Content starts

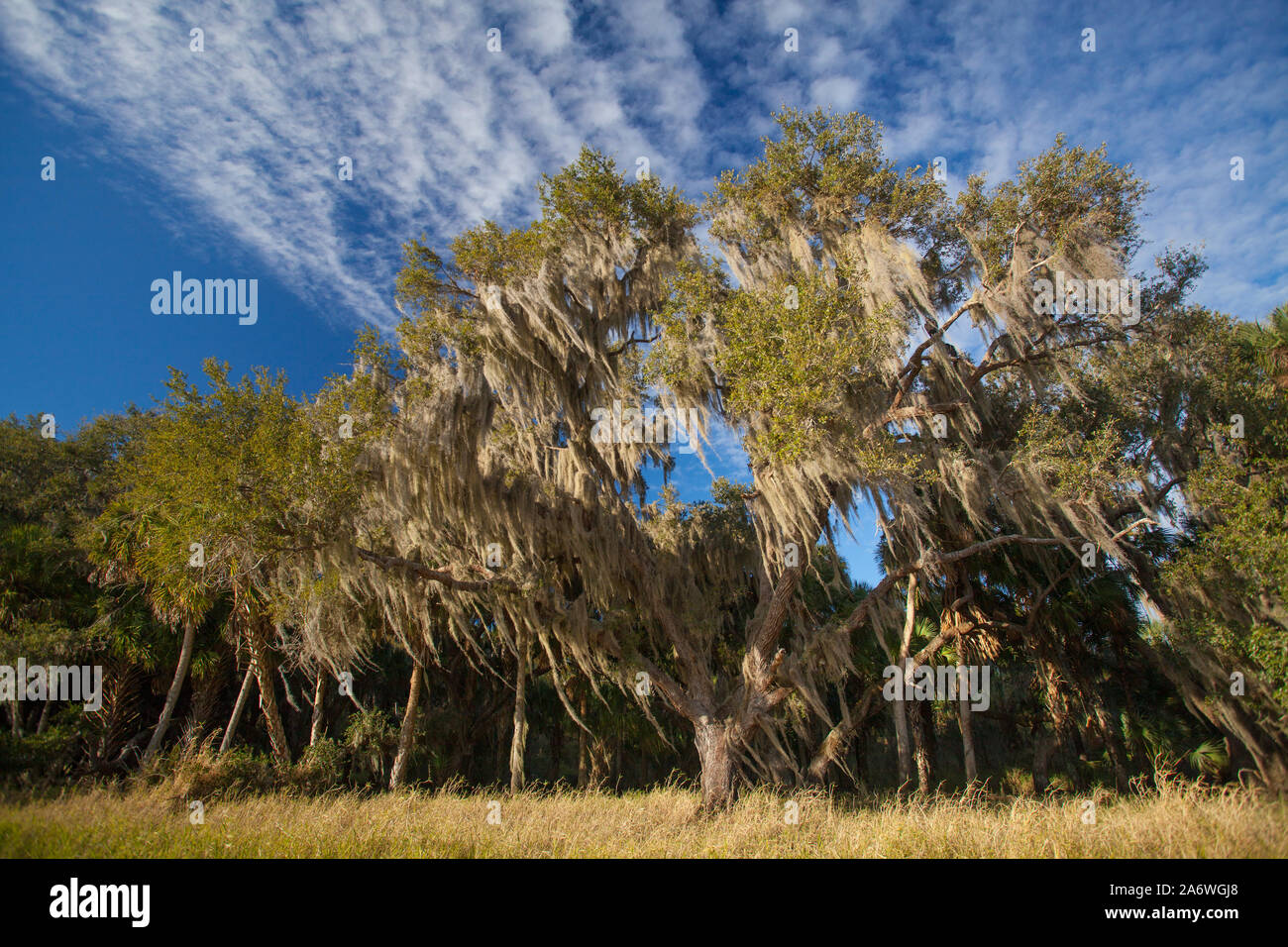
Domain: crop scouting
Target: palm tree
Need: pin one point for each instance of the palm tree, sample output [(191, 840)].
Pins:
[(1269, 344)]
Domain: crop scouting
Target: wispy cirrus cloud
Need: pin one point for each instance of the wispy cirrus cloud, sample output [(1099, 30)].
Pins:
[(245, 137)]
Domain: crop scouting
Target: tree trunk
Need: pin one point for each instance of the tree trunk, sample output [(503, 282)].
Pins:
[(712, 742), (901, 707), (263, 664), (921, 742), (318, 703), (406, 736), (557, 748), (583, 776), (519, 738), (237, 710), (171, 698), (964, 712), (1043, 745)]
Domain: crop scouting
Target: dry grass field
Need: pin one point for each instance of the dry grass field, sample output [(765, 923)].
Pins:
[(1177, 822)]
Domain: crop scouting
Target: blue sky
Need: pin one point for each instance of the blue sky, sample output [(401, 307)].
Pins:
[(223, 162)]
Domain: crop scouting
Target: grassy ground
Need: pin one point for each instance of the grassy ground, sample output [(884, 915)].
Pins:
[(666, 822)]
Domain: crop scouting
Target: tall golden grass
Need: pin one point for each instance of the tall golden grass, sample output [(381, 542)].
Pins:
[(1177, 822)]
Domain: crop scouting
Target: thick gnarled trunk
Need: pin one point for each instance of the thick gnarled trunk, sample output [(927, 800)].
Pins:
[(248, 684), (171, 698), (519, 735), (406, 736), (717, 784), (263, 664)]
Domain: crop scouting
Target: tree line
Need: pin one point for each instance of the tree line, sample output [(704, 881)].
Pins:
[(410, 567)]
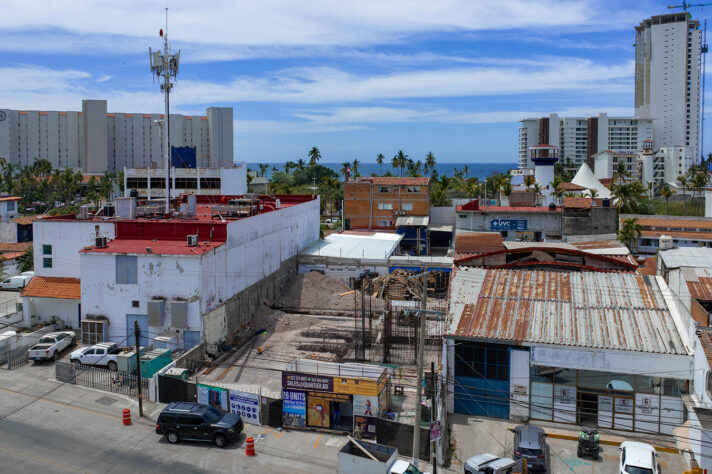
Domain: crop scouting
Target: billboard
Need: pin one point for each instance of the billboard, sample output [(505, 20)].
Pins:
[(508, 224), (247, 405), (294, 409)]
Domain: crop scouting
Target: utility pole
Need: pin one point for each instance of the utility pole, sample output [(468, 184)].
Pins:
[(137, 332), (421, 344), (433, 454), (165, 66)]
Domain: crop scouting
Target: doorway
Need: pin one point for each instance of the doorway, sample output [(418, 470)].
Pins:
[(587, 409)]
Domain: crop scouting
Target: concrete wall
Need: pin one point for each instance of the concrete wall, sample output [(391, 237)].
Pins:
[(66, 238), (225, 321), (41, 310)]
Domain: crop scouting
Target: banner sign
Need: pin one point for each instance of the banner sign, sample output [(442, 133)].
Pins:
[(214, 396), (318, 383), (247, 405), (508, 224), (294, 409), (364, 427)]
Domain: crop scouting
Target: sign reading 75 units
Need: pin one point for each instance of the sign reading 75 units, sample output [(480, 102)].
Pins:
[(292, 380), (508, 224)]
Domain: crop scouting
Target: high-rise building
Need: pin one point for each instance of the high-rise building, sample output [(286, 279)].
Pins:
[(94, 141), (667, 78), (579, 138)]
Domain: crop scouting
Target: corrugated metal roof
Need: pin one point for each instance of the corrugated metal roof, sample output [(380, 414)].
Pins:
[(594, 310), (412, 221), (687, 257)]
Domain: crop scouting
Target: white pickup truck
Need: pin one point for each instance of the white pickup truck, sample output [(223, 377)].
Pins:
[(50, 345), (104, 353)]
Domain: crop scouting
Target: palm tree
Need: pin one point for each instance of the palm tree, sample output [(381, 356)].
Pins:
[(430, 163), (629, 230), (529, 181), (356, 165), (682, 181), (666, 192), (379, 160), (314, 156)]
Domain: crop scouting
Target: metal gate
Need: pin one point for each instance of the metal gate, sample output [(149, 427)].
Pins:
[(17, 357)]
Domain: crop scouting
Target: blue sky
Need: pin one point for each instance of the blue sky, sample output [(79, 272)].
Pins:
[(355, 78)]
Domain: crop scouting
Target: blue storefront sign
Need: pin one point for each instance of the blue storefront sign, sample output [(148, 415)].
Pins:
[(508, 224)]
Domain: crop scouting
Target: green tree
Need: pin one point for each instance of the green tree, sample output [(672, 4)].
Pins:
[(667, 192), (629, 231), (314, 156)]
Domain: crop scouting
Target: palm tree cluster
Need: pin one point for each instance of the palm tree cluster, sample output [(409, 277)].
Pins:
[(40, 183)]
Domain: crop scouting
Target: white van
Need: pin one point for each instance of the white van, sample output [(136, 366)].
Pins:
[(15, 283)]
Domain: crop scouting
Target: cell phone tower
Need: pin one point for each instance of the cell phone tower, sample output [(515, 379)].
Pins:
[(164, 68)]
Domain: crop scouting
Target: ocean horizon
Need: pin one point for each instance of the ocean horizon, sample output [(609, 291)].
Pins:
[(479, 170)]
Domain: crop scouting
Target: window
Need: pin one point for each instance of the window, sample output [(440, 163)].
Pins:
[(186, 183), (126, 272), (210, 183)]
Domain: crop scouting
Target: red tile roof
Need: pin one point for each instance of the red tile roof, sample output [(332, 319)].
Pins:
[(53, 287), (158, 247)]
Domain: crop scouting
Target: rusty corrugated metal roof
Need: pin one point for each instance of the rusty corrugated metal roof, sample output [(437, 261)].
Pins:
[(620, 311)]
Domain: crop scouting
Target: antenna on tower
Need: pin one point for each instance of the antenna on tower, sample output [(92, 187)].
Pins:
[(164, 68)]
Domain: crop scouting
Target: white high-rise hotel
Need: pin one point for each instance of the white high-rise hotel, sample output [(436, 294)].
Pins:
[(667, 101), (667, 79)]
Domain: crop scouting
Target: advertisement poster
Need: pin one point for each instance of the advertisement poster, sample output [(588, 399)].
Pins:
[(364, 427), (365, 406), (318, 414), (213, 396), (292, 380), (294, 409), (247, 405)]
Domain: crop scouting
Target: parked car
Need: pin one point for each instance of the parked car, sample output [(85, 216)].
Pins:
[(18, 282), (638, 458), (196, 422), (104, 353), (50, 345), (489, 464), (530, 444)]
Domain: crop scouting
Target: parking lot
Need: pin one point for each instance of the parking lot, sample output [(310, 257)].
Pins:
[(477, 435)]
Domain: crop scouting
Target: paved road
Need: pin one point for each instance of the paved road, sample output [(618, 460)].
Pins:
[(75, 429)]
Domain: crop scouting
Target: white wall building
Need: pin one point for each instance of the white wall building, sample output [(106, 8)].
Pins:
[(150, 182), (580, 137), (150, 273), (667, 78), (94, 141)]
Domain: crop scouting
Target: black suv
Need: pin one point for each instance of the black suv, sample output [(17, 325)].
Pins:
[(196, 422)]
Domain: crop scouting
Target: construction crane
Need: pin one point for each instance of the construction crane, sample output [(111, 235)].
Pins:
[(703, 50)]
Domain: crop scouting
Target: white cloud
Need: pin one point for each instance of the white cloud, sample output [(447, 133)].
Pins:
[(78, 25)]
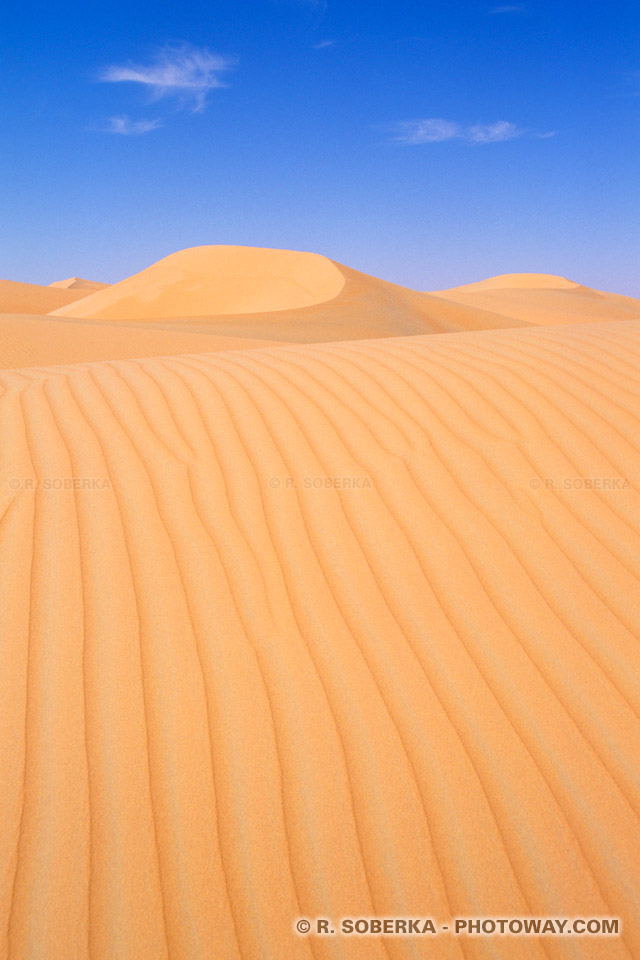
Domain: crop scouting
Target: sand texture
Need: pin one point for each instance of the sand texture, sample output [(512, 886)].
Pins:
[(32, 298)]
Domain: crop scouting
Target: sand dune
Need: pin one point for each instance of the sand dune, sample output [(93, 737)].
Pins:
[(278, 295), (31, 298), (543, 299), (217, 279), (77, 283), (322, 630), (44, 341)]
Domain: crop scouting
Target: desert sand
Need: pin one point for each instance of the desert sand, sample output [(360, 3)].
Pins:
[(77, 283), (335, 628), (541, 299)]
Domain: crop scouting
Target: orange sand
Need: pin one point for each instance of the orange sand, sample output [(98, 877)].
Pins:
[(31, 298), (334, 629), (542, 299)]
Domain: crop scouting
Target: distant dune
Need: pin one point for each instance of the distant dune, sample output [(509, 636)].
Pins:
[(322, 631), (543, 299), (217, 279), (31, 298), (277, 294), (317, 629), (77, 283)]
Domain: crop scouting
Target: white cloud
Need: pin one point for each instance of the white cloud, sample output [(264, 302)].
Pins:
[(186, 72), (128, 127), (492, 132), (436, 130)]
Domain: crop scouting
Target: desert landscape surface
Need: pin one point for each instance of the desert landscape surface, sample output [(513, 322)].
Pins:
[(319, 599)]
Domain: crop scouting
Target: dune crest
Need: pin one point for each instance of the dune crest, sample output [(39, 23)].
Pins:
[(542, 299), (322, 631), (32, 298)]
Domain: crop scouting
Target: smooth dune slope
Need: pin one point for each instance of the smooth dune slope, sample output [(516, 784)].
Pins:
[(31, 298), (217, 279), (45, 341), (321, 631), (543, 299), (77, 283)]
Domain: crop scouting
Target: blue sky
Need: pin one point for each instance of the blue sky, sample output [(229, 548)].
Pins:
[(429, 143)]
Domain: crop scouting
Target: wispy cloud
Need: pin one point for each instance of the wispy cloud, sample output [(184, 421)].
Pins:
[(128, 127), (186, 72), (436, 130)]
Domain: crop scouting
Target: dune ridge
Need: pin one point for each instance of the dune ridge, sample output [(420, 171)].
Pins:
[(216, 279), (235, 697), (31, 298), (77, 283)]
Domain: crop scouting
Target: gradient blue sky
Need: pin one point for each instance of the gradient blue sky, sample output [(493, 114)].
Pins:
[(312, 125)]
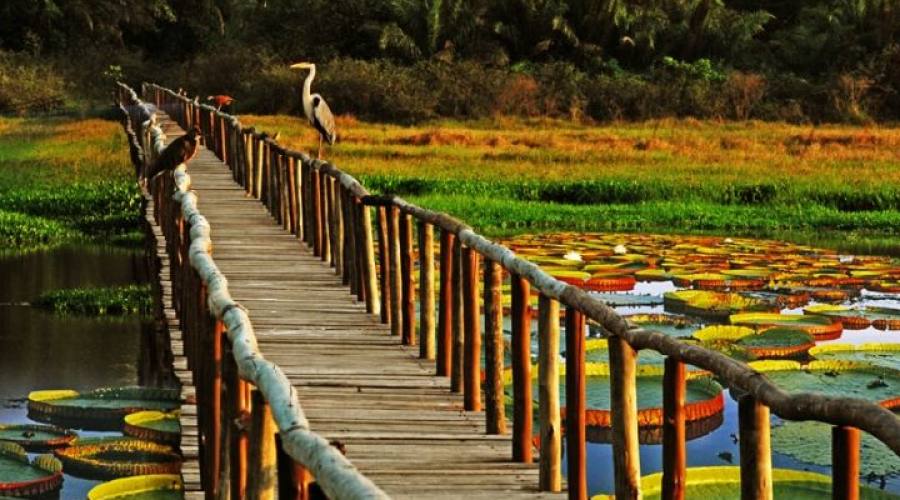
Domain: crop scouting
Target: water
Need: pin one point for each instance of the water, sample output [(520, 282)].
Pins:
[(42, 350)]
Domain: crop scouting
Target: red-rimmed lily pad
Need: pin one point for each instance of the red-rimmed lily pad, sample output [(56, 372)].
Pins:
[(20, 477), (100, 409), (36, 437), (820, 327), (108, 458), (147, 487), (724, 482), (157, 426)]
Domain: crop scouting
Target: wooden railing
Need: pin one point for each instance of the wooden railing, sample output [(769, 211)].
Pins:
[(239, 393), (332, 213)]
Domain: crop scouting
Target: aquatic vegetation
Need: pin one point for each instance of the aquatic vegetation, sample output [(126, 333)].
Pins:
[(725, 482), (100, 409), (107, 458), (20, 477), (36, 437), (128, 299), (155, 486), (810, 442)]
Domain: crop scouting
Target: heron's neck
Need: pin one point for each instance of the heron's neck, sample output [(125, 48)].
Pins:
[(307, 86)]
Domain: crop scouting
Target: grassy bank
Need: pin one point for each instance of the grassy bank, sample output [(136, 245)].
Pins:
[(747, 178), (63, 180)]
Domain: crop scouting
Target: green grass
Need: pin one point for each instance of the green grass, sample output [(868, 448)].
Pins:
[(63, 180), (129, 299)]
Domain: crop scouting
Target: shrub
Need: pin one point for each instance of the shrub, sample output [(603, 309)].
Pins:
[(27, 86)]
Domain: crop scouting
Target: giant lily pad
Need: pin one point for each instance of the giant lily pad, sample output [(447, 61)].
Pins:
[(21, 478), (36, 437), (155, 426), (810, 442), (148, 487), (108, 458), (820, 327), (706, 483), (100, 409)]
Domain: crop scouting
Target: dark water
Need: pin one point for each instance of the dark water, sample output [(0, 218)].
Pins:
[(42, 350)]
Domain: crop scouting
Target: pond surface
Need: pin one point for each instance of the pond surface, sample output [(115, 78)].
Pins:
[(43, 350)]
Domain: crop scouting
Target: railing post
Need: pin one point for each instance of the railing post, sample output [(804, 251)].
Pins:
[(623, 390), (756, 452), (845, 463), (395, 270), (369, 273), (575, 405), (493, 348), (521, 361), (472, 333), (407, 281), (445, 305), (262, 471), (674, 453), (458, 339), (384, 264), (426, 290), (548, 385)]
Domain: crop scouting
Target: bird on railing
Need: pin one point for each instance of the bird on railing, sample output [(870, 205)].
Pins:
[(181, 150), (220, 101), (316, 109)]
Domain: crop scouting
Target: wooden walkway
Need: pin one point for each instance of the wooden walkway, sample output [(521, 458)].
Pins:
[(400, 425)]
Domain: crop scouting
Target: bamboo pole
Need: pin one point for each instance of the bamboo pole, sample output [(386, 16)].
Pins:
[(426, 290), (395, 270), (674, 437), (623, 389), (493, 348), (407, 281), (845, 463), (521, 361), (575, 405), (457, 337), (756, 452), (445, 317), (262, 474), (472, 333), (550, 478), (384, 264)]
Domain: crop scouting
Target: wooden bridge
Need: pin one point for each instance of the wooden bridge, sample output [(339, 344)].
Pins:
[(350, 374)]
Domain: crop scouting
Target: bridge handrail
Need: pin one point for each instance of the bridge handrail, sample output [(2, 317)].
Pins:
[(333, 472), (280, 177)]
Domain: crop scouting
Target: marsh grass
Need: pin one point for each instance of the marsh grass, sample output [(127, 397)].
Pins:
[(63, 179), (129, 299)]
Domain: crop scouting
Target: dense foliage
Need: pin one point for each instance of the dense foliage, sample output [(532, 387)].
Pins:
[(408, 60)]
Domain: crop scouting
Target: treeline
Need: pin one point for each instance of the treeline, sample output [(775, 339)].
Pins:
[(408, 60)]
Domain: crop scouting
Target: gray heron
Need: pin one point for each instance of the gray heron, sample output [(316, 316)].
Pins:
[(316, 109)]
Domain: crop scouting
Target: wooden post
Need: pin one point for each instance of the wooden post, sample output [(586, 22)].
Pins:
[(384, 264), (623, 391), (756, 452), (844, 463), (457, 338), (445, 305), (395, 270), (262, 473), (548, 389), (575, 405), (426, 290), (472, 332), (493, 348), (521, 361), (674, 452), (369, 273), (293, 479), (407, 281)]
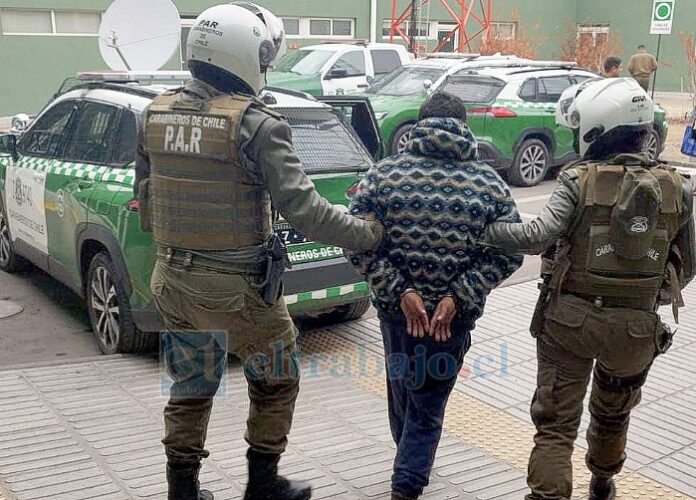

Content ends

**Assignment**
Beginning at the line above with "Target: utility pole" and finishing at the line with "Target: banner sign", return each line exactly and return nothing else.

**Solution**
Target: utility pole
Need: pin one point for each instance of the utility pole, sample output [(468, 184)].
Pins:
[(137, 332), (421, 344), (433, 454), (165, 66)]
Domain: crop scouting
Target: doorway
Need: pin one point for each instance of the doorway, sample output [(418, 470)].
Pins:
[(587, 409)]
Domain: crop scouting
Target: concrete wall
Need: pin one point for each instance of the concrete wall, sample output [(391, 237)].
Pins:
[(66, 238), (225, 321), (41, 310)]
Domain: crop scouting
Target: banner sign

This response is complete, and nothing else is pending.